Raw data START

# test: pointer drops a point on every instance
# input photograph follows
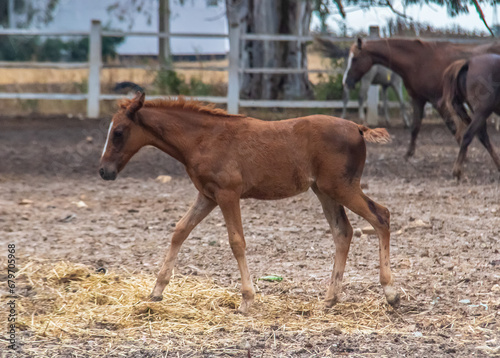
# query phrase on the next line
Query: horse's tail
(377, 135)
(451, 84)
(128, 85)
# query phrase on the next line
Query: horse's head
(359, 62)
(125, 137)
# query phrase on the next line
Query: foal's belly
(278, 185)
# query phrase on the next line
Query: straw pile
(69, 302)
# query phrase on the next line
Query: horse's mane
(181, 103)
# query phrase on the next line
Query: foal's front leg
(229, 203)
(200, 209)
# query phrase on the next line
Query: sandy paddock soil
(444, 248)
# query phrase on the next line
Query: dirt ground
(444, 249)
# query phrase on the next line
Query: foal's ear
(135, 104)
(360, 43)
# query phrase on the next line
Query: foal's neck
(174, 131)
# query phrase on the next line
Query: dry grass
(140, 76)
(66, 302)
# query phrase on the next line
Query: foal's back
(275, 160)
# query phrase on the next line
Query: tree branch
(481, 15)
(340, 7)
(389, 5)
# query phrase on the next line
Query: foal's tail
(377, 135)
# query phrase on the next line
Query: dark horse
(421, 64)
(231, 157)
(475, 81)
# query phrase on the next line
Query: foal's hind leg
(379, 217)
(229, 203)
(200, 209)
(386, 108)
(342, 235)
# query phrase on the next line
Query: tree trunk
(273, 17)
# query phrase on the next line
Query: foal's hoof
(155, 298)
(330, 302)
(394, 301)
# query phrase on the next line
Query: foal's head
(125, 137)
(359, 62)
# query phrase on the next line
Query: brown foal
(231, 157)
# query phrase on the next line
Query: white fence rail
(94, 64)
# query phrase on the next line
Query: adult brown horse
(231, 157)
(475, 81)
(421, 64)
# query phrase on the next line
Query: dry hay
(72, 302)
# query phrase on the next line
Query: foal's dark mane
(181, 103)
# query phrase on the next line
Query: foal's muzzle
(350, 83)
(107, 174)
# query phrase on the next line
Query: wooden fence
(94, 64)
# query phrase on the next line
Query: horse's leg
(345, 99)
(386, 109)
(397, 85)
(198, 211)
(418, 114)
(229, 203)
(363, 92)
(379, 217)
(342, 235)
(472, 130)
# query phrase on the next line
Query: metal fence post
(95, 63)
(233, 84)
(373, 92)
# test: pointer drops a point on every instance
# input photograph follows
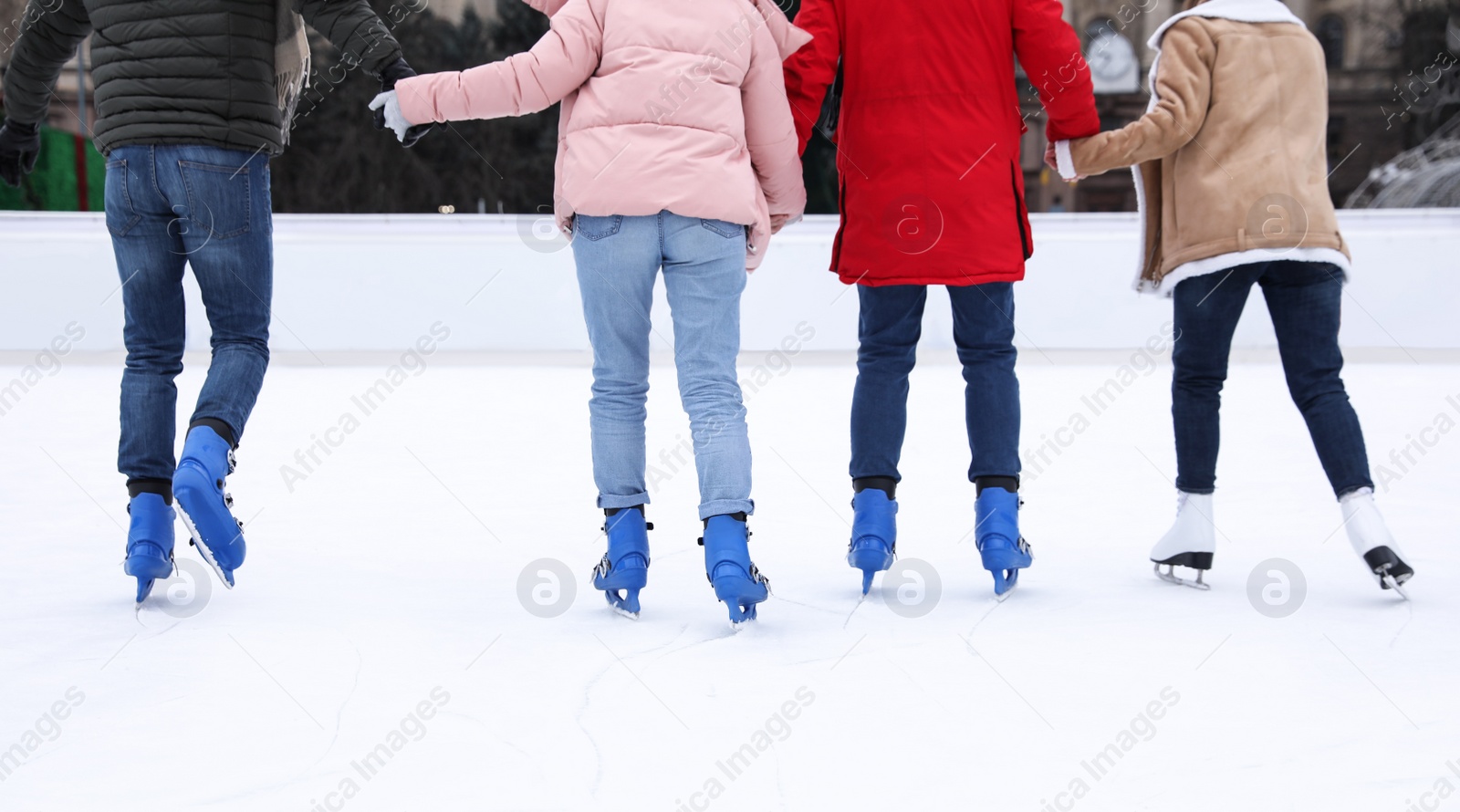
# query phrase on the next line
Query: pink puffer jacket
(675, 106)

Raw data END

● **Problem description**: Please retype every record above exactly, leaving out the pictures.

● **Exercise response**:
# test: pointer drops a point on every instance
# input photograph follows
# query phrase on the next line
Query: horse's tail
(377, 135)
(451, 84)
(128, 85)
# query phrase on the next line
Query: horse's head
(359, 62)
(125, 137)
# query phrase on the next line
Query: foal's belly
(278, 185)
# query phrase on the next line
Query: straw pile
(69, 302)
# query phrase on the next line
Query: horse's mane
(181, 103)
# query phrase on the next line
Query: foal's front leg
(229, 203)
(200, 209)
# query phrase on the next line
Query: sandy paddock soil
(444, 248)
# query phrase on the next line
Query: dirt ground
(444, 249)
# query phrase on the next line
Query: foal's ear
(135, 104)
(360, 43)
# query phrase on the next line
Query: foal's neck
(174, 131)
# query phrase on the next line
Query: dry grass
(140, 76)
(66, 302)
# query phrase on the next line
Query: foal's back
(275, 160)
# query phrase on the next line
Query: tree branch
(481, 15)
(340, 7)
(389, 5)
# query phrase on the next line
Query: foal's tail
(377, 135)
# query phrase on the next line
Query: dark horse
(421, 64)
(231, 157)
(475, 81)
# query phrase on the next line
Query: foal's hind leg
(379, 217)
(229, 203)
(200, 209)
(386, 108)
(342, 235)
# query phrase on the next line
Query: tree trunk
(273, 17)
# query phrase on the next line
Query: foal's hoof
(155, 298)
(330, 302)
(394, 301)
# query phrase on the next line
Query: foal's head
(125, 137)
(359, 62)
# query phrase on the next line
Query: brown foal
(231, 157)
# query phrase on the next line
Query: white fence rail
(94, 64)
# query phrase on the next line
Query: adult brown horse
(231, 157)
(475, 81)
(421, 64)
# query phrase on the next line
Query: dry hay
(72, 302)
# query phrase on the next line
Query: foal's dark mane
(181, 103)
# query phrase on the next line
Query: foal's muzzle
(350, 83)
(107, 174)
# query phrase on the next line
Query: wooden fence
(94, 64)
# query phrase on the next line
Query: horse's leg
(345, 99)
(386, 109)
(397, 85)
(198, 211)
(418, 114)
(229, 203)
(363, 92)
(379, 217)
(342, 235)
(472, 130)
# query phrase on the next line
Query: metal fence post
(95, 63)
(233, 84)
(373, 92)
# test: pointer drops a point on every instance
# input photograph follows
# query phrase on the next line
Query: pink puffer jacket
(675, 106)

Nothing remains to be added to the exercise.